### TO DO
Take every line from the listing below that contains "each".

### RECORDS FOR THE TASK
★ ★ ★ ★

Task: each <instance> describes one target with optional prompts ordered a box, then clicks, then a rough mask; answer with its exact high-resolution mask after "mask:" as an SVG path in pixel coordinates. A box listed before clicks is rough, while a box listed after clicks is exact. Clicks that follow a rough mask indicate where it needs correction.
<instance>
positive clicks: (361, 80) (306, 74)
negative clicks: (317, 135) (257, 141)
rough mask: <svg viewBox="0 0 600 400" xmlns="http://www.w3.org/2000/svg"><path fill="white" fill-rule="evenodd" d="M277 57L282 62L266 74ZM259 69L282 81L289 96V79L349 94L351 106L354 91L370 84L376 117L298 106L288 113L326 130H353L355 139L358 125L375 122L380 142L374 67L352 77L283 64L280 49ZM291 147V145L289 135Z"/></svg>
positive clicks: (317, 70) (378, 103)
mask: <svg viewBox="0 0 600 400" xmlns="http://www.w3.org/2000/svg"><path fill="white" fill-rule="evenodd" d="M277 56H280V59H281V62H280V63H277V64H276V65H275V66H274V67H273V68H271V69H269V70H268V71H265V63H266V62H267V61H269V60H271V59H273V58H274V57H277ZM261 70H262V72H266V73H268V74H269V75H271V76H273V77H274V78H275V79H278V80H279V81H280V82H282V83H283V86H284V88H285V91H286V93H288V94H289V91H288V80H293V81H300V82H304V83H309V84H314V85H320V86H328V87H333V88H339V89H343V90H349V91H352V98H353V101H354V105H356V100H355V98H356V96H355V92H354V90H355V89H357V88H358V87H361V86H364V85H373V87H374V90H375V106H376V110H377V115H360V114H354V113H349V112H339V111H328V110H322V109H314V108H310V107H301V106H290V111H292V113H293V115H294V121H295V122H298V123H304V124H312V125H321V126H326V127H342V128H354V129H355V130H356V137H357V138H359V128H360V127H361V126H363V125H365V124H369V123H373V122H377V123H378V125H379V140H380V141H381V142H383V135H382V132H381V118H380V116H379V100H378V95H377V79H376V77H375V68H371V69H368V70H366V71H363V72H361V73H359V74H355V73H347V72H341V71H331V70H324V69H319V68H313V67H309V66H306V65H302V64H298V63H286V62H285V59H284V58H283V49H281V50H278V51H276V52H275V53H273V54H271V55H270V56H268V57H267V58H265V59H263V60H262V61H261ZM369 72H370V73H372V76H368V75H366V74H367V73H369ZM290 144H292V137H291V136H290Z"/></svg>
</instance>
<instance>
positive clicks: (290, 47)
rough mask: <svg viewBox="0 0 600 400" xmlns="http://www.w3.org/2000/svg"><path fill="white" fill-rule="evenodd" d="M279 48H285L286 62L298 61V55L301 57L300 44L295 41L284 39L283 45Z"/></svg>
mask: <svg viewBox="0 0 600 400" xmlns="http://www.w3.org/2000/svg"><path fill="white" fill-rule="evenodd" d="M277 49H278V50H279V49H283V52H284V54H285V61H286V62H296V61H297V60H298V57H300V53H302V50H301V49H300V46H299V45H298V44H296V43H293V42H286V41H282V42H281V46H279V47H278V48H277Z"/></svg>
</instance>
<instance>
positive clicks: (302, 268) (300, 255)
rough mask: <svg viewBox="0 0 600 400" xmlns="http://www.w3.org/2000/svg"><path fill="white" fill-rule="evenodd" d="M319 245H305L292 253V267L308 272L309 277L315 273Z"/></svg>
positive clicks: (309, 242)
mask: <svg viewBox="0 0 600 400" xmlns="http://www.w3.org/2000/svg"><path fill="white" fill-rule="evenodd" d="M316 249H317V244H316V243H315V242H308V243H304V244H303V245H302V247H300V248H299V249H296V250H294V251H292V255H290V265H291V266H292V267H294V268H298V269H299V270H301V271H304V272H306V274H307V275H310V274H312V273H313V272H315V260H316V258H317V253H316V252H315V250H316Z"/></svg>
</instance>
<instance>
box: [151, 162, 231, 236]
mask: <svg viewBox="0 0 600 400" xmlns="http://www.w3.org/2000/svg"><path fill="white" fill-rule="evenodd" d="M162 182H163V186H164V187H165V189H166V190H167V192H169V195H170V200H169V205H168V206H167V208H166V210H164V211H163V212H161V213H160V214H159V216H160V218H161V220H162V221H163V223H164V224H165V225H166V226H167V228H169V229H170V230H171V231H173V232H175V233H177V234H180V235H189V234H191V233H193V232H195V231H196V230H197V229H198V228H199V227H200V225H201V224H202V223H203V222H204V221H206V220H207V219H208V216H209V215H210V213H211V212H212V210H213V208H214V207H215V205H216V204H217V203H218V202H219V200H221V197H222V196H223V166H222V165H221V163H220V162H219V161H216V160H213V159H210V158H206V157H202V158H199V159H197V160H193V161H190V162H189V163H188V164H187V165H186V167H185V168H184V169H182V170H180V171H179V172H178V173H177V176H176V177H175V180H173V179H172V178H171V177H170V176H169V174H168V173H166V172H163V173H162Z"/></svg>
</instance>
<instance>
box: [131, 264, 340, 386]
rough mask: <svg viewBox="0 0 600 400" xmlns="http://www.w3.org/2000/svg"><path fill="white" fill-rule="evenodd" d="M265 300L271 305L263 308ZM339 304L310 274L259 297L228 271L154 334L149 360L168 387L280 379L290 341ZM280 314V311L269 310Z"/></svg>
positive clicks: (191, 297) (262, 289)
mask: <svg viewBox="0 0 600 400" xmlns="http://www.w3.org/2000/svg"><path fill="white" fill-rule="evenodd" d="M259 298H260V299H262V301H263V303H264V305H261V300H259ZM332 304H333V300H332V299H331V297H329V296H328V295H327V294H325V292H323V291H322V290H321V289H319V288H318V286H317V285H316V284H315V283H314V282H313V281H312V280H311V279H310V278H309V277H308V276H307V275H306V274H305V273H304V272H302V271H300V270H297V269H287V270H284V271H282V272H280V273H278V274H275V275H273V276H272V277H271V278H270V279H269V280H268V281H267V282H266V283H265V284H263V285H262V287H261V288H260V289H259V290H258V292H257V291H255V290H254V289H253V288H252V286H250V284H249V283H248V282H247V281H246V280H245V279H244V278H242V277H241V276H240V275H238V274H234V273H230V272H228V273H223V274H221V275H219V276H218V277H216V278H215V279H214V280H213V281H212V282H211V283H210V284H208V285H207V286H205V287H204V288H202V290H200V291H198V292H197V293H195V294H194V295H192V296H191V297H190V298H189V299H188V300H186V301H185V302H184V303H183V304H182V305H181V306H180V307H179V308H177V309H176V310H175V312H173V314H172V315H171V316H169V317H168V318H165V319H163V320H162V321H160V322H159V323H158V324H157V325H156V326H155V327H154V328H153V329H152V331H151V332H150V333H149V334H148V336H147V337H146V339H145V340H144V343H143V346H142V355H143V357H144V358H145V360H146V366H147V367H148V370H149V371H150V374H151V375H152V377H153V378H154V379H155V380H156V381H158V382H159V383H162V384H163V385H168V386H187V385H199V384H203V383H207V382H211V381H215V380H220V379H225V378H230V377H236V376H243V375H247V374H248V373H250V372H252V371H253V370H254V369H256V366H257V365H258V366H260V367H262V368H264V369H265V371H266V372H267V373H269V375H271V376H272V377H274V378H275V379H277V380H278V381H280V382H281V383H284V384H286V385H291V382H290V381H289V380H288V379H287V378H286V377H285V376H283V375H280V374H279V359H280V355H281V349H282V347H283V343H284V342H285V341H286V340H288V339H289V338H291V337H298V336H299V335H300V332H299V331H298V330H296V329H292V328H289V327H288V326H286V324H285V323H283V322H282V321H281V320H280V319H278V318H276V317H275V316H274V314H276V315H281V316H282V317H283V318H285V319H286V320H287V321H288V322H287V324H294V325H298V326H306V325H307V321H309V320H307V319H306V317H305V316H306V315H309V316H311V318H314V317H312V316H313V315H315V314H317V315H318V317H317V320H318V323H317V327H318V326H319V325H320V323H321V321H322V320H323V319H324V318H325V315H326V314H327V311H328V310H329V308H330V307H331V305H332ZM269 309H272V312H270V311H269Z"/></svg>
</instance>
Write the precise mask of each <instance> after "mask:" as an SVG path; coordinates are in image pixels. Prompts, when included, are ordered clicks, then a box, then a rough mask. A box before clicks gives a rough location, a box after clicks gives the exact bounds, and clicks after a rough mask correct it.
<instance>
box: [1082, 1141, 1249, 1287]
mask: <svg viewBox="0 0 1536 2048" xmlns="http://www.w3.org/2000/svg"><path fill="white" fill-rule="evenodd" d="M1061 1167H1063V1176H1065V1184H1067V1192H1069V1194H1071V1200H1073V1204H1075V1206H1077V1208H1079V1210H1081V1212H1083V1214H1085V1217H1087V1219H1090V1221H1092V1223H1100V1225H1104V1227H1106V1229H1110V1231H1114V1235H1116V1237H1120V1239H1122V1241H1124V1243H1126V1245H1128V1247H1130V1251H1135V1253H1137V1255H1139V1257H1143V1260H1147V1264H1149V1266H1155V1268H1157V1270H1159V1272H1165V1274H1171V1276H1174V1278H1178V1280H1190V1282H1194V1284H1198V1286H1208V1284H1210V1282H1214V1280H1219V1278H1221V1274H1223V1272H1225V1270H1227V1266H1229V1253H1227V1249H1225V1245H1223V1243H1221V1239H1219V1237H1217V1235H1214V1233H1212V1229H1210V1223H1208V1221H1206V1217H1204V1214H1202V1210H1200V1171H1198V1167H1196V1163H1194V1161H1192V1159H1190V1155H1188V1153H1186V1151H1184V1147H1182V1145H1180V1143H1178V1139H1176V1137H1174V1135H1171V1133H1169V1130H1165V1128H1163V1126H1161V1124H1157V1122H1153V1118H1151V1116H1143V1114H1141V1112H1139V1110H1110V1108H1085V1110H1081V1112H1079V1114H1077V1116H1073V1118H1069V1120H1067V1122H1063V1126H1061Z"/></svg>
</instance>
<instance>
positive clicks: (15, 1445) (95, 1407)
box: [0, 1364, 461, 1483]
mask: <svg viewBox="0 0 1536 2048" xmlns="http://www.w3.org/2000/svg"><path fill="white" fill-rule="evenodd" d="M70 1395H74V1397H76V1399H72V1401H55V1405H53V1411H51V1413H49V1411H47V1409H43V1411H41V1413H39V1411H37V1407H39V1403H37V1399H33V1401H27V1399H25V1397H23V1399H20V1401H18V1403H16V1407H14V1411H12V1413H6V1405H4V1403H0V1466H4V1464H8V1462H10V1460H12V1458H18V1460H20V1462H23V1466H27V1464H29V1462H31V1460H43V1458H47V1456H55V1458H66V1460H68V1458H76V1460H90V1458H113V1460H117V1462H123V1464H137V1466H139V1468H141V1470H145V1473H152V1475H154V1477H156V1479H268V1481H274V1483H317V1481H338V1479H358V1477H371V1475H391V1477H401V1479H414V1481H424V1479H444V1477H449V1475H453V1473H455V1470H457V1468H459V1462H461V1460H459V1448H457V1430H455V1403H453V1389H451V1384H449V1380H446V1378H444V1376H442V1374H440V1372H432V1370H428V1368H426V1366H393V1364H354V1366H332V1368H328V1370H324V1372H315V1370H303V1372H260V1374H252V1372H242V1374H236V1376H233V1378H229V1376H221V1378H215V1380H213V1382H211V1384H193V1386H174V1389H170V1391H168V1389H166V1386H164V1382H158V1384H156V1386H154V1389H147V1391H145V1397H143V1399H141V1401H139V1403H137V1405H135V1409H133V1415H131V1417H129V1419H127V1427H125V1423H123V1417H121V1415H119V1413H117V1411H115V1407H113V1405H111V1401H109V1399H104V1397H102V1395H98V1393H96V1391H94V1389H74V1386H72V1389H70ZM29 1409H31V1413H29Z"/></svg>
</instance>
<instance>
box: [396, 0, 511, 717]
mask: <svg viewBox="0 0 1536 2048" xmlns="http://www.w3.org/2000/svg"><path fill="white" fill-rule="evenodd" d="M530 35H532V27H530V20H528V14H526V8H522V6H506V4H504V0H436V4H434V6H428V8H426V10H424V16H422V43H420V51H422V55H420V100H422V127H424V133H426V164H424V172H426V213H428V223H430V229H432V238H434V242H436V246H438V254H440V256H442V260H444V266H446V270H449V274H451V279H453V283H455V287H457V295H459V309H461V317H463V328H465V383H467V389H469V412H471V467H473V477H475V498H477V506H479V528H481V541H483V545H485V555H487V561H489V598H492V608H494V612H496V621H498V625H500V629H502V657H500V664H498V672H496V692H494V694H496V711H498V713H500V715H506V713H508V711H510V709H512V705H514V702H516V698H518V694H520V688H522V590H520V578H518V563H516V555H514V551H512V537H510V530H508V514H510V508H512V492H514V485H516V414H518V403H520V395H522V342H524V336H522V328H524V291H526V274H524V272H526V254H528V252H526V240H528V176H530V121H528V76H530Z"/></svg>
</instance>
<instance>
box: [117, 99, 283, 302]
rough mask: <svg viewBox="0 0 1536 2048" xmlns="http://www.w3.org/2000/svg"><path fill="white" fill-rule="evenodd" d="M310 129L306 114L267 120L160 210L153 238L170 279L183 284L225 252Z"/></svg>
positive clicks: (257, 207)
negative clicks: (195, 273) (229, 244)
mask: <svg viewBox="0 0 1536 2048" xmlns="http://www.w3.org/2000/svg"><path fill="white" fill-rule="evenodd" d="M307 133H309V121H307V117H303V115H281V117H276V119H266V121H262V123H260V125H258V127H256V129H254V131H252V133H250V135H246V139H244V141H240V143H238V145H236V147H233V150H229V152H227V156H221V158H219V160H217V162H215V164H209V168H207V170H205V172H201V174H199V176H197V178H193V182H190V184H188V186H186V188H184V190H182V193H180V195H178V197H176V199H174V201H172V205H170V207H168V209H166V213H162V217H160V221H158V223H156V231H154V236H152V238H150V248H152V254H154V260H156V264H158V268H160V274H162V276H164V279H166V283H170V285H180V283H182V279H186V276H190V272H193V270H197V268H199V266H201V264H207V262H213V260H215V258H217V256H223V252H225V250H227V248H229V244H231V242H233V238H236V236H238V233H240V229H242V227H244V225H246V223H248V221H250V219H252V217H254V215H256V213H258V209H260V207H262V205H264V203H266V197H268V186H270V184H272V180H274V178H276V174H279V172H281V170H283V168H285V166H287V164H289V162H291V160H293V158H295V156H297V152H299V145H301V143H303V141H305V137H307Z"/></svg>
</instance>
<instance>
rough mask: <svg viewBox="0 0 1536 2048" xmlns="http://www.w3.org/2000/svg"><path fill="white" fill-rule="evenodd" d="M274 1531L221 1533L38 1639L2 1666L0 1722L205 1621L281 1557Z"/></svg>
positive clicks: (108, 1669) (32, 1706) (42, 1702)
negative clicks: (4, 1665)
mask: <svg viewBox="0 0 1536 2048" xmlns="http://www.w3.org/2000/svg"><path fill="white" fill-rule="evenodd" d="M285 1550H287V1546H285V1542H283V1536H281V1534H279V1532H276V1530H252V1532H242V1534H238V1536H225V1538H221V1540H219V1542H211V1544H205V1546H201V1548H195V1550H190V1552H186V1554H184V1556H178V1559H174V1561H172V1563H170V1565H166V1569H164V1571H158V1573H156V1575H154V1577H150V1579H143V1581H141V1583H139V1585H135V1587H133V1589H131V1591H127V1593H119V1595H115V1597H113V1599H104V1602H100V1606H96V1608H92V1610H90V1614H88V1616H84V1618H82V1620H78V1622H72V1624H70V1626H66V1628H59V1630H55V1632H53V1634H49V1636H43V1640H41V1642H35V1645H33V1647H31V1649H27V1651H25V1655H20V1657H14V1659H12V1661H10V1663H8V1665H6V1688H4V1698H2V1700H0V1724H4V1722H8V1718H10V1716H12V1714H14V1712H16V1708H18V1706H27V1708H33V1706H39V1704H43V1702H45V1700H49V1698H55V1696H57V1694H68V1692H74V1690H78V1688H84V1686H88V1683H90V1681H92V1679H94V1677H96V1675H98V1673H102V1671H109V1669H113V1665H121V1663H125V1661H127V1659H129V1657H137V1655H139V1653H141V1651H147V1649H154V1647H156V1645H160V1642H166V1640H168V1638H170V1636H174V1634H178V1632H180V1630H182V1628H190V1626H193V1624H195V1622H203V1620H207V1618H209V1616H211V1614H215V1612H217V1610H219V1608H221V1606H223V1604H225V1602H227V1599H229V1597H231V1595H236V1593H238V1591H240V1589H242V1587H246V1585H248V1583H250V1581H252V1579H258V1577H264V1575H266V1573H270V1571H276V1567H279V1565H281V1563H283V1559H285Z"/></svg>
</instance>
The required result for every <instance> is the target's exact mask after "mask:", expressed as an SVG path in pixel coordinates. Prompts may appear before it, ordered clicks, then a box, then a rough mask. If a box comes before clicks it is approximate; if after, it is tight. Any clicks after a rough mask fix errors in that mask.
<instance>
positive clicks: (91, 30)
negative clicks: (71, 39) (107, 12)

★ ★ ★ ★

### ANSWER FOR THIS EXERCISE
Task: each <instance> describes one target with optional prompts ordered a box, then clicks, then a rough mask; answer with its exact high-resolution mask after "mask:" as an SVG path in pixel coordinates. A box listed before clicks is rough, while a box listed after clicks is exact. Clicks that follow a rough mask indicate where it needs correction.
Write the precise mask of each <instance> after "mask:" as an SVG path; coordinates are in image pixels. Prompts, when included, are ordered clicks, then a box, then a rough mask. A box before clicks gives a rough location, a box after clicks gives the exact bounds, and clicks after a rough mask correct it.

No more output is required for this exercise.